▶ EXTRAIT:
——————

Fashion Week : haut les filles !

Les défilés parisiens dédiés au prêt-à-porter féminin du printemps-été 2024 ont commencé lundi 25 septembre et se poursuivront jusqu’au 3 octobre. Aperçu des propositions de Marie Adam-Leenaerdt, Peter Do et Dior.
Chez Peter Do, mardi au Palais de Tokyo, les lignes comme les proportions sont ultraprécises. (Peter Do)
publié le 26 septembre 2023 à 19h37

La Belge Marie Adam-Leenaerdt, 27 ans, a ouvert lundi 25 septembre dans l’après-midi la nouvelle salve de défilés parisiens dédiés au prêt-à-porter féminin. Il s’agit de sa deuxième collection sous sa propre marque, après des débuts remarqués en février. La maîtrise technique réchauffée de trouvailles ludiques avait impressionné, le cocktail conceptuel-poétique-ironique laissait pressentir une forte personnalité.

La diplômée de l’Ecole nationale supérieure des arts visuels de La Cambre, fameuse pépinière de Bruxelles (berceau de Marine Serre, entre autres) confirme avec un défilé où un réflecteur d’UV dépliable en aluminium attend l’assistance, flanqué de la mention «Attention. L’exposition au soleil présente des risques». En écho, certaines filles semblent rougies par une exposition trop brutale. Mais aucune n’a des airs ou l’allure de victime. Du power dressing (les silhouettes du début, hiératiques robe-manteau noire et tailleur-pantalon gris) à la panoplie de plage (maillot de bain panthère, robe bain de soleil, minijupe rose irisé disco), elles ont du chien (certaines jusqu’à la cinquantaine) et leurs épaules sont systématiquement mises en valeur, soulignées, rehaussées ou dévoilées, affirmation de la carrure féminine qu’on prend aussi au figuré.

——————

▶ DONNÉES ENREGISTRÉES:

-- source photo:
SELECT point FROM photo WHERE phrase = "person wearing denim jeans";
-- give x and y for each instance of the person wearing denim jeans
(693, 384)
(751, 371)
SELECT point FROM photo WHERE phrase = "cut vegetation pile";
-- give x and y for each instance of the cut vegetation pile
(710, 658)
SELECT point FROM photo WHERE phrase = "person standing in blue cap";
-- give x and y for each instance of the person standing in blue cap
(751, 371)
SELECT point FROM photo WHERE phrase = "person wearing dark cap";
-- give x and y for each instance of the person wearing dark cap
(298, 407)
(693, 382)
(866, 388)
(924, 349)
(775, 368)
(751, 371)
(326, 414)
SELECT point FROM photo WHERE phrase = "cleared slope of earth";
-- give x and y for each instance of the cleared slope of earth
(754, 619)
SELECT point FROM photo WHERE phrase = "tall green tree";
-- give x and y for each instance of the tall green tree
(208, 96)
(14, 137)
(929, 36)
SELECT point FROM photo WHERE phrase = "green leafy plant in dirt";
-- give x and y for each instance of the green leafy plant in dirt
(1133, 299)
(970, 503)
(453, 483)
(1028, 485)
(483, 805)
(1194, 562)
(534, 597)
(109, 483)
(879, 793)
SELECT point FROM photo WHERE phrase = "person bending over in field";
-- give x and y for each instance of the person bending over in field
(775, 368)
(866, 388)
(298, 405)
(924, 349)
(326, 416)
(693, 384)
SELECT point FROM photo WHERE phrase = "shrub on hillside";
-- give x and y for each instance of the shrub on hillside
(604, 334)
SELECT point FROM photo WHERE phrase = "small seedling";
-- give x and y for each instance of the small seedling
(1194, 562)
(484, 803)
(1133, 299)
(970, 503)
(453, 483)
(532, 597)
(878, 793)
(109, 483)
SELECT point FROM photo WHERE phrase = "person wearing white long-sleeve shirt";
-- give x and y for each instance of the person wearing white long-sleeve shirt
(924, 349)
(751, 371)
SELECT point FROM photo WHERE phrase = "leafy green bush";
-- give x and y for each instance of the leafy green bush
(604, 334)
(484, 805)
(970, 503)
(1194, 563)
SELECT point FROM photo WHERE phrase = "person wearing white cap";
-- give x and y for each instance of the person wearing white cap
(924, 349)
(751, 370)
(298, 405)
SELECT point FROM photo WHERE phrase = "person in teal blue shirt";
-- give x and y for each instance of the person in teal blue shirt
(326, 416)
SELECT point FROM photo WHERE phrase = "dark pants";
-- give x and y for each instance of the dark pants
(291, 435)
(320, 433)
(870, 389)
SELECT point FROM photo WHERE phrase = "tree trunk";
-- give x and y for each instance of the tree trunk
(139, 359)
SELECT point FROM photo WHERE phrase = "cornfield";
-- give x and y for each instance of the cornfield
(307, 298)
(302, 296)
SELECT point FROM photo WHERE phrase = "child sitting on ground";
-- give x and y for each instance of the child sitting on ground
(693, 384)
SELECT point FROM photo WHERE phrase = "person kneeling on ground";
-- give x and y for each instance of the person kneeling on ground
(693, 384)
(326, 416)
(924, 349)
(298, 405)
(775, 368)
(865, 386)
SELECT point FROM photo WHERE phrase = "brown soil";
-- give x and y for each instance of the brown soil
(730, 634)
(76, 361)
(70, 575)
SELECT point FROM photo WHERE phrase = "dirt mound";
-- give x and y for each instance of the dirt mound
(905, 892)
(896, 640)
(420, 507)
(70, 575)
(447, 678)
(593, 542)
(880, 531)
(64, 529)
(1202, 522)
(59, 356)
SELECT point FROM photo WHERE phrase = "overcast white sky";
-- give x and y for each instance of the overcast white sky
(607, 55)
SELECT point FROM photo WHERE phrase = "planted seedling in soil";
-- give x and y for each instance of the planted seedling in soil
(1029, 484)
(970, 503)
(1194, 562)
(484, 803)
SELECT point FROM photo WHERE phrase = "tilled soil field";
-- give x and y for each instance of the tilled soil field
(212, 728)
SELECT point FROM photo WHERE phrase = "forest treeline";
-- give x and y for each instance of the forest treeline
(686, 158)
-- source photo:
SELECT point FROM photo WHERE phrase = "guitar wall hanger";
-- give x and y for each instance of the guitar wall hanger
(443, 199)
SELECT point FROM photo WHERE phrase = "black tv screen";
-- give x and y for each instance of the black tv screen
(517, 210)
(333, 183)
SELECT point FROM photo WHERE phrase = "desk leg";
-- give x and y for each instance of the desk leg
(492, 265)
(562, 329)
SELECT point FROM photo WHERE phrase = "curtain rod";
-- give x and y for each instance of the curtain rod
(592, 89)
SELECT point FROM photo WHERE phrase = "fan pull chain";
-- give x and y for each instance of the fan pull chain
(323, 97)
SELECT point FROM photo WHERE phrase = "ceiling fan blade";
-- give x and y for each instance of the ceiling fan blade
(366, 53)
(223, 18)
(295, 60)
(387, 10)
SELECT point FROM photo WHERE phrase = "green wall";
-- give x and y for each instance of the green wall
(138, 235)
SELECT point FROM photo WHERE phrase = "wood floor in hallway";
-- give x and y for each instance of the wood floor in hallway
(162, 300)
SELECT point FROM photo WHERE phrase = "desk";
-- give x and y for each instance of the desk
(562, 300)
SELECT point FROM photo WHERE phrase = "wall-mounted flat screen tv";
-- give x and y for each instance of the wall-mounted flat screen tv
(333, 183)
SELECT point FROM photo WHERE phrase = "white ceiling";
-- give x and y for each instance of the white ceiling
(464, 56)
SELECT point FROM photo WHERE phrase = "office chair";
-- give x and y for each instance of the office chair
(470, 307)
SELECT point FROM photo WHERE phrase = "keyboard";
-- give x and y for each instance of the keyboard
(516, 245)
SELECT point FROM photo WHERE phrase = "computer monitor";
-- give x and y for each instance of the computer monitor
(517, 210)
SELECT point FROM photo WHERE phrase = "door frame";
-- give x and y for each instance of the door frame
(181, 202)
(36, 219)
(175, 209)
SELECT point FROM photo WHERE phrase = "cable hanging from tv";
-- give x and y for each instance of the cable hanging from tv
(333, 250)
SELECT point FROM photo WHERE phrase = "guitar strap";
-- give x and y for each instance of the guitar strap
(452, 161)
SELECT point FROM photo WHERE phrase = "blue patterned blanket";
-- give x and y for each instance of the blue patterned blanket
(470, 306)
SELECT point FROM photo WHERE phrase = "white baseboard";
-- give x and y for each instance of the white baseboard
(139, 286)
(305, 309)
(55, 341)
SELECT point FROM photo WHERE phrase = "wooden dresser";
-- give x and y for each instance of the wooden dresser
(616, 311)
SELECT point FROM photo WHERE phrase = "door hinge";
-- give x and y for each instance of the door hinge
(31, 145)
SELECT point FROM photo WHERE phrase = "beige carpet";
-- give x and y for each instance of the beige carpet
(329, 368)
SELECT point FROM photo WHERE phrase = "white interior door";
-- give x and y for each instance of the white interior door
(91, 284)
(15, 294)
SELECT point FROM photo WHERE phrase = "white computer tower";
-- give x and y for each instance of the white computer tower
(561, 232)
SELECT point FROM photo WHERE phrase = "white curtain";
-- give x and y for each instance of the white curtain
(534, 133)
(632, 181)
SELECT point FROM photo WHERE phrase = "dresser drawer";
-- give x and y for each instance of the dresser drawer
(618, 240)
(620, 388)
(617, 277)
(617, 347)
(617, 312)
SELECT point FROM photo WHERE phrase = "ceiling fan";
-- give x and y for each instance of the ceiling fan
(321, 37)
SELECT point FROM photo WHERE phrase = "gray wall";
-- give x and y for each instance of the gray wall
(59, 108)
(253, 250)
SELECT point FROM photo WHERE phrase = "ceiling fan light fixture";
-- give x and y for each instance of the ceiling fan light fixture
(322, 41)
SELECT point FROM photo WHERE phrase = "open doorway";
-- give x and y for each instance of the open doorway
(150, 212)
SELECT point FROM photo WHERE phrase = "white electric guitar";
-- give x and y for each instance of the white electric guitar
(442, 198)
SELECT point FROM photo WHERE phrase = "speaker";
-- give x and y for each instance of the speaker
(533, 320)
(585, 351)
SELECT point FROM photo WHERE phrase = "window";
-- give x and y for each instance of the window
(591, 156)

——————

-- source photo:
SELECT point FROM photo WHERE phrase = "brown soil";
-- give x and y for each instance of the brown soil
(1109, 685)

——————

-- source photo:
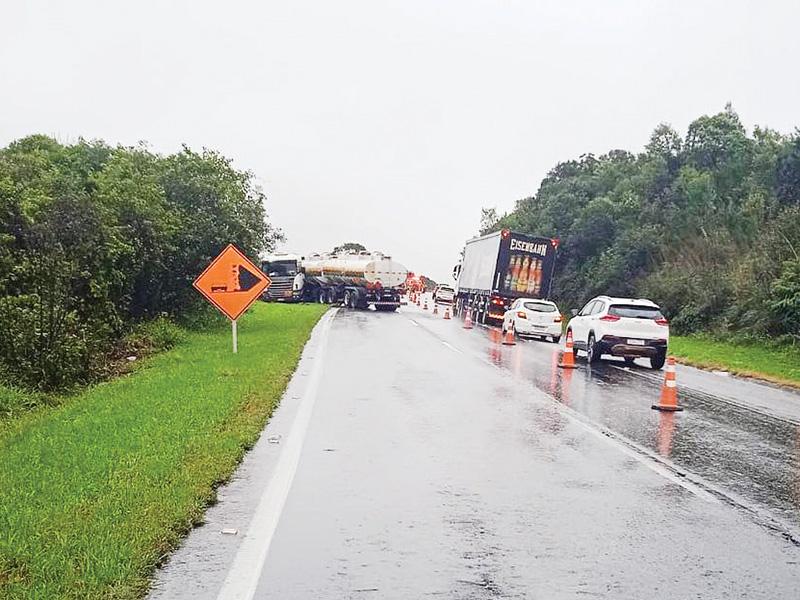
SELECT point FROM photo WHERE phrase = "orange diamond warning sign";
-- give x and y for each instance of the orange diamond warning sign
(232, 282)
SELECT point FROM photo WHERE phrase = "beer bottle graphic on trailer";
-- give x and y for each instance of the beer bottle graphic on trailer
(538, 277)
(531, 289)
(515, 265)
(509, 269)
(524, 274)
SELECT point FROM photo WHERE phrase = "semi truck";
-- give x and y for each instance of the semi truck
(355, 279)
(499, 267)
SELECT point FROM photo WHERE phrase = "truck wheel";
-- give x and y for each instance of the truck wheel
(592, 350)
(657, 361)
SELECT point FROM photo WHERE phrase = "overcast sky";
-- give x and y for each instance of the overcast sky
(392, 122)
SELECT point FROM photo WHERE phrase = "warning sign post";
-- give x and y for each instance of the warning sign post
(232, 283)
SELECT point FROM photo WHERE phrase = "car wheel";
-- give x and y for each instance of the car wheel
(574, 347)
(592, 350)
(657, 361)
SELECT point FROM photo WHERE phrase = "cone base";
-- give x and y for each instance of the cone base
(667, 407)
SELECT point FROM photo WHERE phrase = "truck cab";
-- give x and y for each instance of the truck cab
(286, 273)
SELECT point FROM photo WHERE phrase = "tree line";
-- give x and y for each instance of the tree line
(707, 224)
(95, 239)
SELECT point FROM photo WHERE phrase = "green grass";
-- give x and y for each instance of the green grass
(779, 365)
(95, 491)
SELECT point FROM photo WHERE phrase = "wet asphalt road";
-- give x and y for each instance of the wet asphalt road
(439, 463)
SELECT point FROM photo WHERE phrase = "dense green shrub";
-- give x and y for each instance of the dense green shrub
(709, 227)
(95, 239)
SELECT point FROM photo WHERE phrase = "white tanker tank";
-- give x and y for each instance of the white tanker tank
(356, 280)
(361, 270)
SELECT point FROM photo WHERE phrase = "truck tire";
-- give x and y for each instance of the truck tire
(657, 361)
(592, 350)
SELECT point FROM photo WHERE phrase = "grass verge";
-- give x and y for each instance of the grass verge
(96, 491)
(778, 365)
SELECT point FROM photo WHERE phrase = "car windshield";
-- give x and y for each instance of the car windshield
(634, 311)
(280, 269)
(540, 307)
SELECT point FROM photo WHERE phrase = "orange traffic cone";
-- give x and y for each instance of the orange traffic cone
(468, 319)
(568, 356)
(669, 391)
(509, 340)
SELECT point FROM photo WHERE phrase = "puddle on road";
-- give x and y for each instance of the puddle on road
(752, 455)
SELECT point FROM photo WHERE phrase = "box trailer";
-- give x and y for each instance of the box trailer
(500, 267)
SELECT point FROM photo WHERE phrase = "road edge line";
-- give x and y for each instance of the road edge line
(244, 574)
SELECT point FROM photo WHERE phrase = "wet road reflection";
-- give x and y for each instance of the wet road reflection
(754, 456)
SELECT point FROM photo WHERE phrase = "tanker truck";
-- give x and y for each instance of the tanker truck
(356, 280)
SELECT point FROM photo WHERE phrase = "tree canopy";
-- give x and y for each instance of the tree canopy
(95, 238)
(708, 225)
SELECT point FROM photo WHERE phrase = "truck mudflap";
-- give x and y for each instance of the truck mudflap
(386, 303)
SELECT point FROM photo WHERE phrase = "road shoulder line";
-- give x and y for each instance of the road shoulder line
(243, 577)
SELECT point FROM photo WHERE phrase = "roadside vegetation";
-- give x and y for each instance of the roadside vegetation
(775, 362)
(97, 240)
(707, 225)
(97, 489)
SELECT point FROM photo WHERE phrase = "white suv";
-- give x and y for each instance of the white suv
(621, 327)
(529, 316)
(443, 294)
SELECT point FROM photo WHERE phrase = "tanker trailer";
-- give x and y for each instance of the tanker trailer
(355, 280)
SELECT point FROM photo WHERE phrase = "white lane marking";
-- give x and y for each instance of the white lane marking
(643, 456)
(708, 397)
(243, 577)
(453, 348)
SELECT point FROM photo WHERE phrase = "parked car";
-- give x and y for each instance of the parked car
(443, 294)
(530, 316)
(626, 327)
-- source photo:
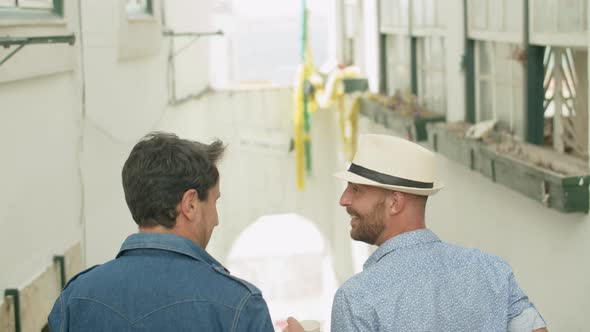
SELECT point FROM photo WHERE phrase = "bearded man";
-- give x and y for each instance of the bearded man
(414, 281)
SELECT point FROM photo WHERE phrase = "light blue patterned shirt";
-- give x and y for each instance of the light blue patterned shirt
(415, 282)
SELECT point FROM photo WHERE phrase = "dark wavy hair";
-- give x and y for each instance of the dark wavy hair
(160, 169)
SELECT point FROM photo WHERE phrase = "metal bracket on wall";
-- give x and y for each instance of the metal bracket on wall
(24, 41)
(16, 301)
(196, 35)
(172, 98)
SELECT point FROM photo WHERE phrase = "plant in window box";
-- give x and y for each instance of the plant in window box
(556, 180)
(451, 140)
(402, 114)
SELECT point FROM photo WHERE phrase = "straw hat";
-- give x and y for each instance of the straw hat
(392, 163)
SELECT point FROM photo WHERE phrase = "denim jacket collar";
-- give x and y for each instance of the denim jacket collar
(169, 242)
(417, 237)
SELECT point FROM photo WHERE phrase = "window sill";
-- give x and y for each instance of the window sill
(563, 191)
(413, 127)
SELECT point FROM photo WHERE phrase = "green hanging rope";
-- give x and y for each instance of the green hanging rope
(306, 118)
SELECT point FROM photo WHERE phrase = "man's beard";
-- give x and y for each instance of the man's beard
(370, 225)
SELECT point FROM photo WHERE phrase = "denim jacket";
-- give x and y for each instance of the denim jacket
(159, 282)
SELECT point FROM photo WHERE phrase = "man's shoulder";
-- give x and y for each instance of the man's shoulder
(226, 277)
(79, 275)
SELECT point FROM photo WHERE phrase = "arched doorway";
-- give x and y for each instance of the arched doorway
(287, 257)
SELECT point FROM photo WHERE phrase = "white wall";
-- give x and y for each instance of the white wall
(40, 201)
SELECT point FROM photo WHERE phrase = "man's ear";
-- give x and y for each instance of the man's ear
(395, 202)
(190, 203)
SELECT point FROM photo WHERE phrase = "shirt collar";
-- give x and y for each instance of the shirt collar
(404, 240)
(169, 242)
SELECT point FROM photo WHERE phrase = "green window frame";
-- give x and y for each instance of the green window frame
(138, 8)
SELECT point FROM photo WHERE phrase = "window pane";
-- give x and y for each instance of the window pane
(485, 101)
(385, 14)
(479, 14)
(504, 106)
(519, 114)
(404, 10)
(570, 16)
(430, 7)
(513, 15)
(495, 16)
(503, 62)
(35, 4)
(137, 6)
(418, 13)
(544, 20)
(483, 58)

——————

▶ CONSIGNE 1:
Dressez la liste de tous les vêtements cités dans l'extrait sur la Fashion Week.
▶ CONSIGNE 2:
Poursuivez l'extrait sur la Fashion Week après sa dernière phrase.
Les entrées ne sont d'aucune utilité ici.

▶ RÉPONSE 1:
Robe-manteau noire, tailleur-pantalon gris, maillot de bain panthère, robe bain de soleil, minijupe rose irisé disco.

▶ RÉPONSE 2:
La bande-son envoie le tube hédoniste Let the Sunshine in de Hair, la silhouette en tissu-éponge nous rappelle les années 70, les robes à imprimé fond de piscine ont un côté dolce vita sur la Riviera des années 80. L’ensemble ne tombe pas pour autant dans le vintage vu et revu. Il y a quelque chose de bien aiguisé et personnel dans la proposition de Marie Adam-Leenaerdt, qui ourdit des vêtements mutants (le maillot-robe-paréo), mouvants (fluides et fermes). Pourvu qu’elle l’affirme encore, au-delà de l’empreinte perceptible de Balenciaga (maison par laquelle elle est passée) ou de la proximité qu’on perçoit avec le travail de Jonathan Anderson – dans la robe cabine de plage ou celles à plastron rigide.

Noblesse

Peter Do, qui faisait mardi matin ses débuts parisiens mais dont la marque est déjà plébiscitée outre-Atlantique où il s’est formé, propose une élégance très «force tranquille», pas euphorisante mais qui impose le respect. Au Palais de Tokyo, le trentenaire américain d’origine vietnamienne basé à New York fait défiler lentement quarante silhouettes féminines et masculines qu’on imagine pour executives ou socialites aux goûts affûtés, branchés design notamment, et que désole l’ostentation du parvenu. Ses lignes comme ses proportions sont ultraprécises, suggèrent une main et une volonté qui ne tremblent pas. Mention notamment aux grands pantalons, tous magnifiques, et aux tailleurs (jupe, pantalon, bermuda et même short) d’une noblesse irréfutable. La gamme de couleurs est classique, sans tapage : blanc, noir, gris, beige, bouffées de rouge. Certains passages ont un côté Mondrian.

La silhouette est en X, très épaulée, très resserrée à la taille et ensuite évasée. Do joue sur les associations de matières, sur les longueurs, associe un blouson croppé à une chemise oversize à très longues manches. La rigueur graphique est adoucie par des découpes qui laissent entrevoir la chair, des jeux de manches (qui n’en sont pas), des jeux de lanières et de boutonnages. Il aime notamment travailler le dos, le lacer, bonus pour celui qui aura la bonne idée de se retourner.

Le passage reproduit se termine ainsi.